Source start

Scarborough Map  -  1845
Scarborough Map (1845)


(Click on map for relevant pictures)

  Anne's Grave
  St. Mary's Church
  The Theatre Royal
  Town Hall
  Christ Church
  Railway Station
  Wood's Lodgings
  'Rotunda' Museum
  Spa Bridge
  Gothic Saloon (& 'Spa Wells')



 (Pictures of the places indicated here can be accessed by clicking on the relevant sections of the map)

 The Railway Station: Built in 1845, the York-Scarborough railway line came into being the same year as this map. When Anne visited Scarborough with the Robinson family, in the years 1840 to 1844, the only means of transport available to them was horse-drawn carriage; however, when she made her dying visit there in 1849, she travelled by train from York with Charlotte and their friend Ellen Nussey. The journey took place on Friday, 25th. May and Charlotte insisted on paying first class rail fares, possibly to provide maximum comfort for Anne who was by then very weak and frail. It may also have been as a treat, suspecting this might be Anne's last journey.

This rail line is still in use today - the 'station' being at the junction of Valley Bridge Road and Westborough. (Return to map) 

 Wood's Lodgings: The lodgings stood on the top of St. Nicholas Cliff at the centre of the bay; and gave stupendous views of the South Sands, harbour and castle. This is where Anne stayed with the Robinson family when she accompanied them on their annual holidays between the years 1840 and 1844, and where she ultimately spent her last few days in 1849 - when she came in the hope that the change of location and fresh sea air would give her a chance of recovery from consumption (tuberculosis). She died three days after her arrival - on Monday 28th. May 1849 (Whit Monday).

The site of Wood's Lodgings is currently occupied by the giant Grand Hotel - visible from many locations in Scarborough. (Return to map)

Source end
Collected data start

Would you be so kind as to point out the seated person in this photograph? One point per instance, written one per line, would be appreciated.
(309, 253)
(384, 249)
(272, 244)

Collected data end

### [Exercise requirements]
Reproduce the passage of the 1845 Scarborough map text from "(Pictures of the" to "Westborough. (Return to map)".

### [Problem solution]
(Pictures of the places indicated here can be accessed by clicking on the relevant sections of the map)

 The Railway Station: Built in 1845, the York-Scarborough railway line came into being the same year as this map. When Anne visited Scarborough with the Robinson family, in the years 1840 to 1844, the only means of transport available to them was horse-drawn carriage; however, when she made her dying visit there in 1849, she travelled by train from York with Charlotte and their friend Ellen Nussey. The journey took place on Friday, 25th. May and Charlotte insisted on paying first class rail fares, possibly to provide maximum comfort for Anne who was by then very weak and frail. It may also have been as a treat, suspecting this might be Anne's last journey.

This rail line is still in use today - the 'station' being at the junction of Valley Bridge Road and Westborough. (Return to map)